**Saved entries:**
####
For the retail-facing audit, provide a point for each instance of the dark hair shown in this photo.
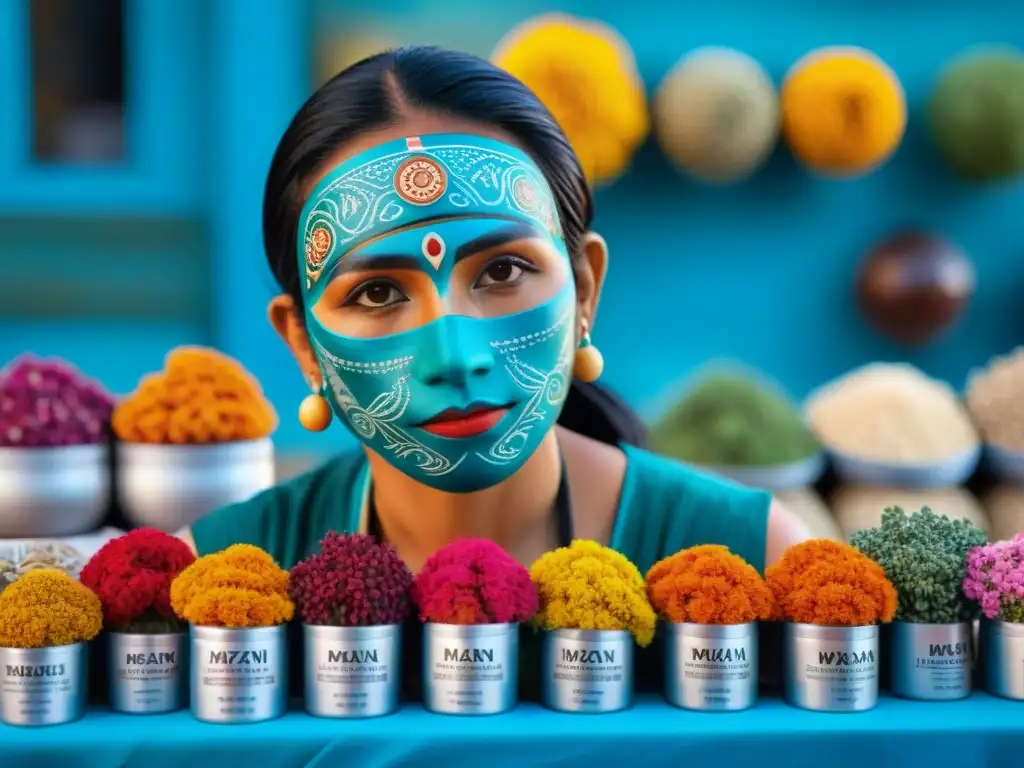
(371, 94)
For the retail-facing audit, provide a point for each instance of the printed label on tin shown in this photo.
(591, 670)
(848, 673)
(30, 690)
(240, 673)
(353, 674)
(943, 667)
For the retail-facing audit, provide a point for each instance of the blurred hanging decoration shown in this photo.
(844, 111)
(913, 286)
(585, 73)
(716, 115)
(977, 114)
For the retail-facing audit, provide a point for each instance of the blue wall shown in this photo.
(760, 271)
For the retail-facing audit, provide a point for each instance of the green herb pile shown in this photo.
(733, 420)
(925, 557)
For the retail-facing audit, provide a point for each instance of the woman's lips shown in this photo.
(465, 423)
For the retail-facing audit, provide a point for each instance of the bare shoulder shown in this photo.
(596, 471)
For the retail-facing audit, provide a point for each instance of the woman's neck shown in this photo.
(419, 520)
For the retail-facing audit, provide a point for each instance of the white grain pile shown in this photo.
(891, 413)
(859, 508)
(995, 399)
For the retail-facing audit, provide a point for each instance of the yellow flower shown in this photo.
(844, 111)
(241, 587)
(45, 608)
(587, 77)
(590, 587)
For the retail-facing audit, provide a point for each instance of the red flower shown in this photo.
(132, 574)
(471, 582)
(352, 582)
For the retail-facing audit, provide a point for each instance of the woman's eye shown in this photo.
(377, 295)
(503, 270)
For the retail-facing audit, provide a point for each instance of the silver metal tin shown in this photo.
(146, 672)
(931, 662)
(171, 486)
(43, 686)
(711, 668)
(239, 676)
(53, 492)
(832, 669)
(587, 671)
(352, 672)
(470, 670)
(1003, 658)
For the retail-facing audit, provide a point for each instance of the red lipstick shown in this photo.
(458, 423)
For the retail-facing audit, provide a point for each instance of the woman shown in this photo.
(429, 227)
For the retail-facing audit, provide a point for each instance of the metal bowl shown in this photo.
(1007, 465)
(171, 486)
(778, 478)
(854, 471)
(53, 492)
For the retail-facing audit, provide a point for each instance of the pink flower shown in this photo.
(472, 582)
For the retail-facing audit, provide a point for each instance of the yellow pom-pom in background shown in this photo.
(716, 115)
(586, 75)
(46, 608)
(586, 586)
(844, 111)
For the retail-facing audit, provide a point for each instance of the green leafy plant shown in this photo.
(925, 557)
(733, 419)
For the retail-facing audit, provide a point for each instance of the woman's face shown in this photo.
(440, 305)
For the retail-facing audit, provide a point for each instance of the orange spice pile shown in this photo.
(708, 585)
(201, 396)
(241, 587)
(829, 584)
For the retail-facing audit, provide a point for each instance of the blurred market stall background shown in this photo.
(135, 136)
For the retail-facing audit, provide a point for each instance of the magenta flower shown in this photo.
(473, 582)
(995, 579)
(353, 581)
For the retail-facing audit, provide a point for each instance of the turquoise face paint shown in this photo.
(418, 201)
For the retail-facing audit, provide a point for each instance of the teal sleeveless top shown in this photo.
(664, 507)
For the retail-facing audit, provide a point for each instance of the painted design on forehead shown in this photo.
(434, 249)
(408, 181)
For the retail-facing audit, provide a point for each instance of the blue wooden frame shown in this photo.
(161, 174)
####
**ACTIVITY:**
All preceding records should be duplicated verbatim, images excepted.

**PROBLEM SOLUTION:**
For the retail-facing audit, provide a point for each instance of the dark hair shown in this photo.
(371, 94)
For the retail-facing audit, provide a point for each instance of the printed label on tin shown in this photo.
(591, 670)
(848, 673)
(30, 690)
(240, 673)
(353, 674)
(943, 667)
For the retail-facing audit, provide a point for each instance of the blurred hanging decoration shown in this photo.
(844, 111)
(913, 286)
(585, 73)
(716, 115)
(977, 114)
For the retail-facing audit, provide a point for each instance of the blue wall shown in this photo.
(760, 271)
For the retail-facing audit, provide a point for each instance of the green herb pile shown in this photo.
(733, 420)
(925, 557)
For the retail-facing audit, provide a point for each instance of the woman's lips shown in this photo.
(465, 423)
For the retail-facing audit, provide a point for each instance of the bare shoulder shown in this photo.
(596, 471)
For the retail-facing audit, provide a point for each instance of the woman's neck shown in this photo.
(419, 520)
For the retail-facing audit, provide a point for each instance of the white grain pile shown in this photo.
(891, 413)
(859, 508)
(995, 399)
For the retail-facing audit, provide a point for each instance of the yellow flower shown in this photo.
(844, 111)
(241, 587)
(45, 608)
(587, 77)
(590, 587)
For the retail-facing audit, provide a point for each instance of the red flower shown in this photo.
(132, 574)
(471, 582)
(352, 582)
For the retail-facing audit, provide a point for each instance of the woman's eye shown in this photo.
(377, 295)
(503, 270)
For the retail-facing audit, provide a point for each instance of the silver metal tin shown in this photo.
(146, 672)
(931, 662)
(171, 486)
(43, 686)
(711, 668)
(239, 676)
(53, 492)
(832, 669)
(587, 671)
(352, 672)
(470, 670)
(1003, 658)
For the retail-facing audit, provide a point for each instance of the red lipstick shown in this photo.
(458, 423)
For the retail-facing audit, provide a point for each instance of the woman shown in this photo.
(429, 227)
For the retail-facing audit, provide a point for each instance of the metal bowl shown in this photo.
(1007, 465)
(171, 486)
(778, 478)
(854, 471)
(53, 492)
For the retail-facing audit, provide a point for each instance of the pink flower shown in this photo.
(472, 582)
For the retail-facing audit, provide a point for each instance of the yellow pom-pom in background shown in this photo.
(716, 115)
(586, 75)
(46, 608)
(586, 586)
(844, 111)
For the retail-facing audit, provide a point for each instance of the green leafy plant shown in this photo.
(925, 557)
(733, 419)
For the retail-facing audit, provide a point for each instance of the woman's face shown in this photo.
(440, 305)
For the retail-facing audit, provide a point for each instance of the orange spice pile shown in this photo.
(708, 585)
(201, 396)
(241, 587)
(829, 584)
For the retail-facing audit, provide a point for each instance of the blurred market stall background shown in this photo.
(135, 136)
For the retail-facing audit, provide a point for each instance of the magenta flower shown in this photo.
(473, 582)
(995, 579)
(353, 581)
For the retail-facing audit, provide a point for each instance of the turquoise face paint shown in this photo.
(418, 201)
For the retail-facing audit, provide a point for each instance of the teal sleeveless top shown in this photo.
(664, 507)
For the retail-facing audit, provide a point for each instance of the painted design on forehead shown in this photo.
(434, 249)
(408, 181)
For the retail-facing audit, provide a point for each instance of the blue wooden frame shown in this photo.
(161, 174)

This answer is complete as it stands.